**Prompt**
Each entry is to be given again precisely, and no picture may be carried over.

**Information given**

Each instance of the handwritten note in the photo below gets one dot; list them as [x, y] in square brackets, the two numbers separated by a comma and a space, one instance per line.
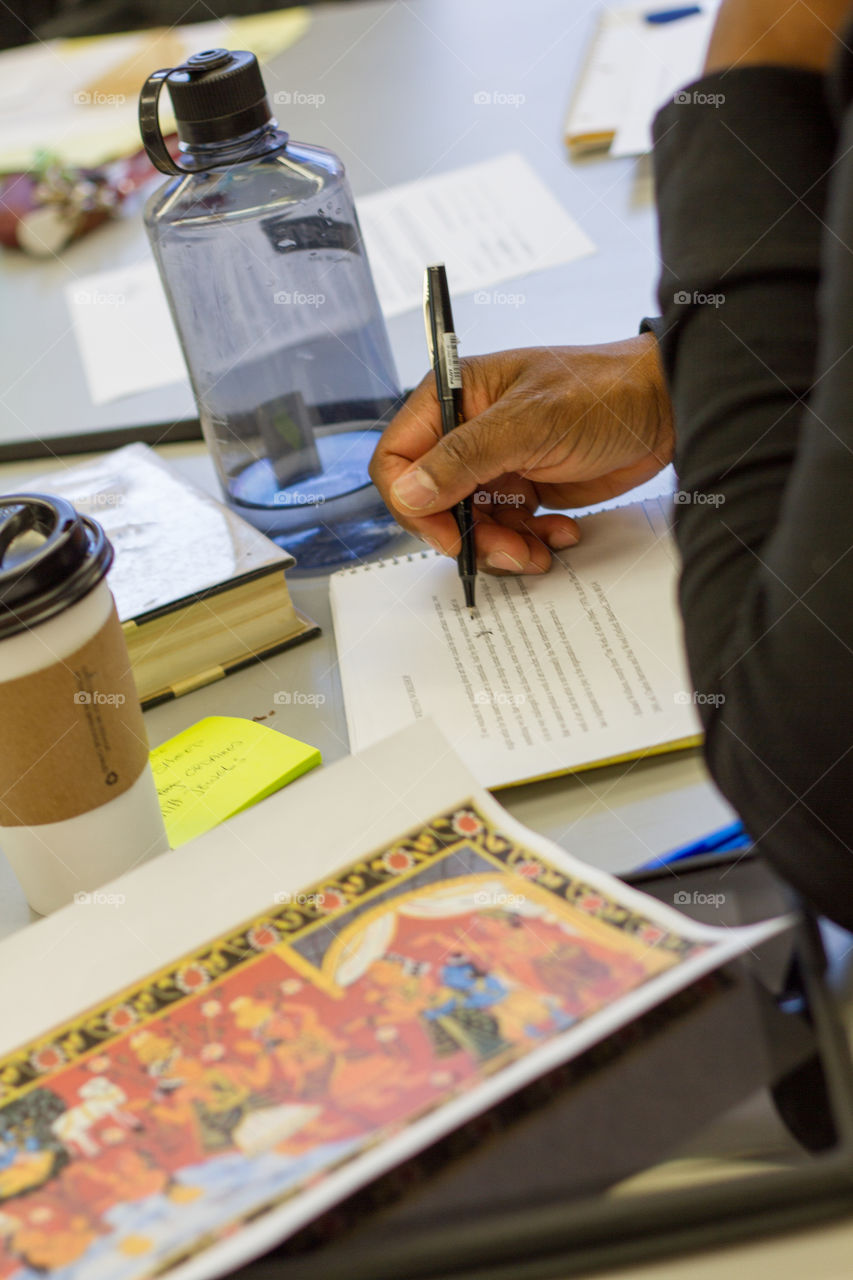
[219, 767]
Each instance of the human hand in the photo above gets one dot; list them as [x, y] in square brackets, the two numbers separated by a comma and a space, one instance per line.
[564, 426]
[776, 32]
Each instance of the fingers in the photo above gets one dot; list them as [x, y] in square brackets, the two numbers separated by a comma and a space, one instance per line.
[511, 542]
[419, 471]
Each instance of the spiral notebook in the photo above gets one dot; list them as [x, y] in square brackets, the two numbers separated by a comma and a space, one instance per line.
[580, 667]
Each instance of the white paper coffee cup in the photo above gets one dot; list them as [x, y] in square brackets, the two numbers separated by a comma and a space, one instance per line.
[78, 805]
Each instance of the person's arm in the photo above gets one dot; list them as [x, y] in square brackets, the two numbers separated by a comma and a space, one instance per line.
[765, 504]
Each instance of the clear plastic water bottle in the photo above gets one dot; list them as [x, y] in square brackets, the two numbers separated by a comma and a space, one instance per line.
[261, 259]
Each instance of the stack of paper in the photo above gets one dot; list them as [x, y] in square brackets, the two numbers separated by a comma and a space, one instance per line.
[632, 68]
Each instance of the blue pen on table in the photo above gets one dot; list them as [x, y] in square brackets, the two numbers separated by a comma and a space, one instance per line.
[660, 16]
[723, 841]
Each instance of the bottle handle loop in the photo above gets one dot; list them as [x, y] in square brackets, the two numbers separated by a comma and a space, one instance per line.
[153, 141]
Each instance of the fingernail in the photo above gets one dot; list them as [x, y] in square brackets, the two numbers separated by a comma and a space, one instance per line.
[414, 489]
[500, 560]
[560, 539]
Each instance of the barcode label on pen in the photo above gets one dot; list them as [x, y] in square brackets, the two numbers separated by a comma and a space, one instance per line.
[451, 361]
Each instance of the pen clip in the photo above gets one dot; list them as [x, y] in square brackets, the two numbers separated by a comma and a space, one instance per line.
[428, 319]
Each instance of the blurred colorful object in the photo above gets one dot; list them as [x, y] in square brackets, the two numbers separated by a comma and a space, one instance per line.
[46, 209]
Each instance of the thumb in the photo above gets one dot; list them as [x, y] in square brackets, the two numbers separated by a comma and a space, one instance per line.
[471, 455]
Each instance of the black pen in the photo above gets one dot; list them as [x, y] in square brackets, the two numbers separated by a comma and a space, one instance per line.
[443, 356]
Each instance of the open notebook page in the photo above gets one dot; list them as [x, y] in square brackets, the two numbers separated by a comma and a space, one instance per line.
[551, 673]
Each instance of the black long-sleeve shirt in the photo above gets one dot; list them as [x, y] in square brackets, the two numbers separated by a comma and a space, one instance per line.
[756, 224]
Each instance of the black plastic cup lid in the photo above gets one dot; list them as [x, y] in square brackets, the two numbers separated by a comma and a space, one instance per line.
[41, 576]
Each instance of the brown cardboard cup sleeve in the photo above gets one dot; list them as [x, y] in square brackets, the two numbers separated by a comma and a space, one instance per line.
[72, 735]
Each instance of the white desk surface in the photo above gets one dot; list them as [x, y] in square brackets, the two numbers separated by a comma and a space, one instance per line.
[400, 83]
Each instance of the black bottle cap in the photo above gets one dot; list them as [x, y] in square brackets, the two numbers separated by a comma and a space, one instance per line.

**Answer space**
Each instance of the handwritten note in the photo below gets one dot; list them as [x, y] in square brackets, the two numbers separated by a comma and a space, one instance per line.
[219, 767]
Each instance of the human hand in the photo above gets one dot; list them as [x, y] in square brackets, the two numbers separated by a comma and a space, one instance per line.
[564, 426]
[776, 32]
Each instance of the fingers in the photo above gets one dot; list them as [x, y] in square brackets, the two numbers separated by a comma and a space, one instance per line.
[511, 542]
[419, 471]
Each instance of the spiral notebook in the photo above gets one dot; list them as [x, y] in square brackets, the two numbers separated by a comma and a space, one instance per line.
[580, 667]
Each instance of the white paper coffee cup in the photo above gets one dot; list them as [x, y] in square brackets, the two numbers separated by a comma and a space, one instance per line.
[78, 805]
Each instance of the person's arm in the photo above gets one dot; list them as [x, y] in square brackets, the two numbers separated by a comma and a space, one instance per line.
[765, 504]
Each instance of the clear plastic water bottle in the photo above gets one dot; list them as [x, y] in square brackets, the two numbers separated by a comma and a space, one instance per line.
[261, 259]
Each instance of the stack of paper in the photo above gets one dot; list them as [x, y] in square brackets, the two numbers separated by a comma and a space, one instance per line.
[632, 68]
Each instance of the blue pen on table in the photo above gets one dot; list them as [x, y] in square brackets, the two numbers separated by a comma and a space, one instance per line.
[660, 16]
[723, 841]
Each instance of the bottle handle loop in the photo above gets one dot; list them as [x, y] in square brackets, the two numbers separated by a comma and a space, one instance per line.
[153, 141]
Each instance of the fingernail in the photo above gets one dot; list them as [x, y] in square brackets, the two numbers separated by a comma and a space, one instance per line.
[414, 489]
[500, 560]
[560, 539]
Each instance of the barcode label on pen in the photo above gets one dot; list them as [x, y] in square brackets, the two numbers separated by a comma and a space, one instance per line.
[451, 361]
Each instance of the pen clip in the photo above gets one dot; list them as [x, y] in square brackets, the two numbers separated by a comma and a space, one instance per line.
[428, 319]
Each instance of the blurred colorful object in the photo above gets one dot; list them as [x, y] in square brackets, the two numbers separated by a comma and a space, one instance per line.
[46, 209]
Each instance of the thumb in the photo above gets one dot; list them as [x, y] in square brackets, the two numbers separated by a comma and a space, one instance per line.
[471, 455]
Each instance of the black pen in the photo above gets one dot; list them as [x, y] in square brackets, the two numbers separated by a comma and a space, one instance per line.
[443, 356]
Each instance of the open notebook page in the photo above gets one dot; list them as [x, y] in square brackets, the two numbers separated by a comma and a space, one instance per line.
[551, 673]
Each instance of the black long-sleeve shirt in the photo above gets one dot; list them as [x, y] in square brackets, the two numbers separated by a comma and a space, one instance per line.
[756, 224]
Each instance of the black plastic cup lid in the photo above gets one dot; list them as [x, y] in square brackets, the two numbers separated by a comma and a space, one instance per line.
[41, 576]
Each instance of the brown cardboard cup sleeve in the photo above gets one dot; list them as [x, y] in square brackets, the two numbers separated by a comma and a space, one instance per line.
[72, 735]
Each instance of the white desk surface in the photo above gets one dot; list them as [x, y] in square brackets, the two numbers separated by a comma and a space, one instance per line.
[400, 83]
Each instance of the black bottle cap in the photo above gets one dot; list them as [x, y] in square brackets, the two numbers separated by a comma and a space, one instance per line.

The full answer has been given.